> Written instruction
Render the data between the lines holding "Task: point to every instance of the garage" and "[[306, 137]]", inclusive, as a numbered list, leaving out any blank lines. Include only those lines.

(Part of a data file)
◆ ◆ ◆ ◆

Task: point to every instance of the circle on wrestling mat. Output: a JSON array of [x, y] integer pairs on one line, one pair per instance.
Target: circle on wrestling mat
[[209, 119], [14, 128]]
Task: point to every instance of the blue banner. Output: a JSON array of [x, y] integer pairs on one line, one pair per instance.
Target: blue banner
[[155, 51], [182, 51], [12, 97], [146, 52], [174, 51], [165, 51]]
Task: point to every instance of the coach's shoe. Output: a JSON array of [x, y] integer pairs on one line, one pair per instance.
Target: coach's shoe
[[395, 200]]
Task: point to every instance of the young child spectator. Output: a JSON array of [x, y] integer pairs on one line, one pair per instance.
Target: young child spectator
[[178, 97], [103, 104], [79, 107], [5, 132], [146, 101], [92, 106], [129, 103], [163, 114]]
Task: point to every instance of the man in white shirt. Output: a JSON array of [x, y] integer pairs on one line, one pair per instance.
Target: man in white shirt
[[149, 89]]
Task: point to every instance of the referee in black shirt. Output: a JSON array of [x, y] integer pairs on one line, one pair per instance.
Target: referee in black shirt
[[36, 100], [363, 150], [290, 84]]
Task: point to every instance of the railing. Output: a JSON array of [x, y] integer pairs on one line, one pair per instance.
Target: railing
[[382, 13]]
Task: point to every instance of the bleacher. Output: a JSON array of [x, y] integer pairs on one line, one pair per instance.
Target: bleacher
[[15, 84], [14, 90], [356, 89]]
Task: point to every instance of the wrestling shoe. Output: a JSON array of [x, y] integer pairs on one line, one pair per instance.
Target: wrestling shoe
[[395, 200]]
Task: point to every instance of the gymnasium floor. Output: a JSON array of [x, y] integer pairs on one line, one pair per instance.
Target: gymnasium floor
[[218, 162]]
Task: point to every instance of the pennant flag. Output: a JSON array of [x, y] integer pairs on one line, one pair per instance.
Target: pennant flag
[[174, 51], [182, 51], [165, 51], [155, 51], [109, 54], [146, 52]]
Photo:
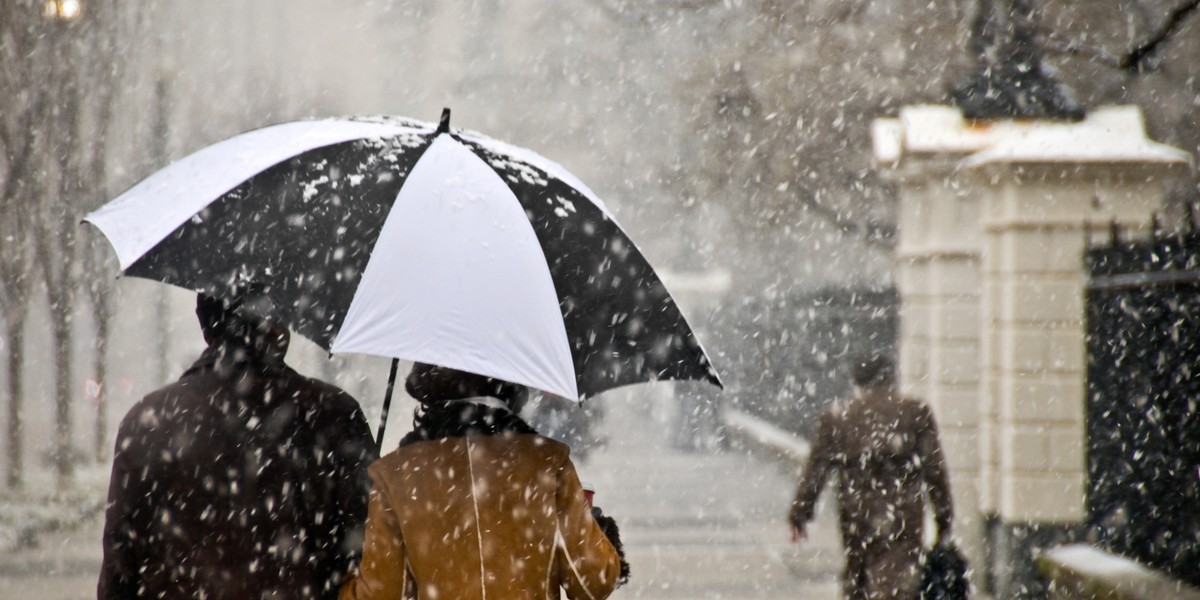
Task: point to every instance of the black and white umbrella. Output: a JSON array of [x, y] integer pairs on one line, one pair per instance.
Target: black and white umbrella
[[401, 239]]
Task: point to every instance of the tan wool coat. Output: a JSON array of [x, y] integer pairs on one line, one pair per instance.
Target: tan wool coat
[[490, 517], [887, 456]]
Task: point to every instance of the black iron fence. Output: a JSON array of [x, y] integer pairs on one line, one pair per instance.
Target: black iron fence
[[1144, 401]]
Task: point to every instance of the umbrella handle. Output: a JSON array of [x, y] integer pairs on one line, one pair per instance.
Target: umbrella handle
[[387, 403]]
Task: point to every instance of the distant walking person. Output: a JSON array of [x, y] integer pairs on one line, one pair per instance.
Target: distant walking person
[[886, 450], [241, 480], [475, 505]]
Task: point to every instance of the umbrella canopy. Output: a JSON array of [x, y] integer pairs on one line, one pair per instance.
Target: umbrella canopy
[[397, 238]]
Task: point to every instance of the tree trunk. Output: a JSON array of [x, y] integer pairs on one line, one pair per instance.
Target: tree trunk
[[100, 358], [64, 379], [16, 475]]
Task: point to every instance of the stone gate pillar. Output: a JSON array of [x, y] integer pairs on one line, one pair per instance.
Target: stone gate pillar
[[993, 225]]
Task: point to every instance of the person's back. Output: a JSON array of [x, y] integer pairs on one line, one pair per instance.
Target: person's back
[[477, 505], [880, 459], [886, 453], [485, 517], [243, 479]]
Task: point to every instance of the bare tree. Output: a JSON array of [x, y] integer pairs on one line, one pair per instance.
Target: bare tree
[[22, 143]]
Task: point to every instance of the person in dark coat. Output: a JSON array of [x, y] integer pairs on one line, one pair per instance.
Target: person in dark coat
[[886, 451], [241, 480]]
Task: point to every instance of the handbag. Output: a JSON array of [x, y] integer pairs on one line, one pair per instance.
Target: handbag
[[943, 574]]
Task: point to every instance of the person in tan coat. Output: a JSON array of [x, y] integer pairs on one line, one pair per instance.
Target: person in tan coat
[[886, 453], [475, 504]]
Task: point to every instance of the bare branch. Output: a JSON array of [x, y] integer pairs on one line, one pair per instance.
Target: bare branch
[[1139, 58]]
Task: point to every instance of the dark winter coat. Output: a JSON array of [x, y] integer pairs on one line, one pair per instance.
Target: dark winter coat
[[886, 453], [241, 480], [475, 505]]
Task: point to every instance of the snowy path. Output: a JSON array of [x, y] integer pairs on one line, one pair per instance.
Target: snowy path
[[702, 525]]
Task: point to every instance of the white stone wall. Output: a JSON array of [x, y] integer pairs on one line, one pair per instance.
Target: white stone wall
[[993, 226]]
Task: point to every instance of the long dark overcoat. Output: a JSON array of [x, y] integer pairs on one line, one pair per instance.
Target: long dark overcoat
[[243, 479], [887, 455]]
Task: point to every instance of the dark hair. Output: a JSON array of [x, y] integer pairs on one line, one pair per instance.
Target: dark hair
[[217, 318], [233, 317], [871, 369]]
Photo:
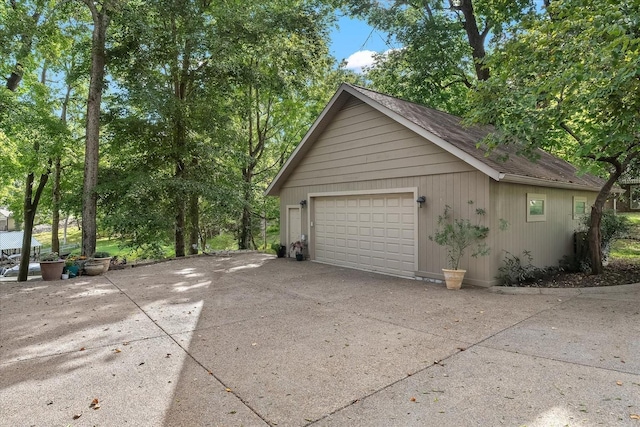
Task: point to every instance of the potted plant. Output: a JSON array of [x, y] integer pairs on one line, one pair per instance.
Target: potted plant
[[458, 235], [279, 249], [102, 258], [298, 249], [51, 266]]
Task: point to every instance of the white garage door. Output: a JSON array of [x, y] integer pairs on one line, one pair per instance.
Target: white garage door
[[372, 232]]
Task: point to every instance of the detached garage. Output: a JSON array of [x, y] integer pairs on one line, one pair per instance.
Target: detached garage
[[365, 186]]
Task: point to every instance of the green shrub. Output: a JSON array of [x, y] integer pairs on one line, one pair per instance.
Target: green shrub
[[457, 235], [51, 256], [515, 272]]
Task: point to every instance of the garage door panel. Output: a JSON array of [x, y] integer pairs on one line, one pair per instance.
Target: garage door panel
[[373, 233], [393, 218]]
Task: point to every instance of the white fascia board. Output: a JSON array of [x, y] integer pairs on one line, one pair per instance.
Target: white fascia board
[[306, 137]]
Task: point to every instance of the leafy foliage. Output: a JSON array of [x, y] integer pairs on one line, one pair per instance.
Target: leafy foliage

◆ ◆ ◆ ◆

> Finished exercise
1. Task: point to every instance of the garage door panel. Output: a JSON array of [x, y] integer pairs on one line, one pair per instance.
2. Target: garage door panel
3. [[373, 233], [393, 218]]
4. Task: point to every instance of the white fascia board. Output: a JSON array of [x, y] integer pairs on one line, one pair per instance.
5. Target: white fascia board
6. [[306, 137]]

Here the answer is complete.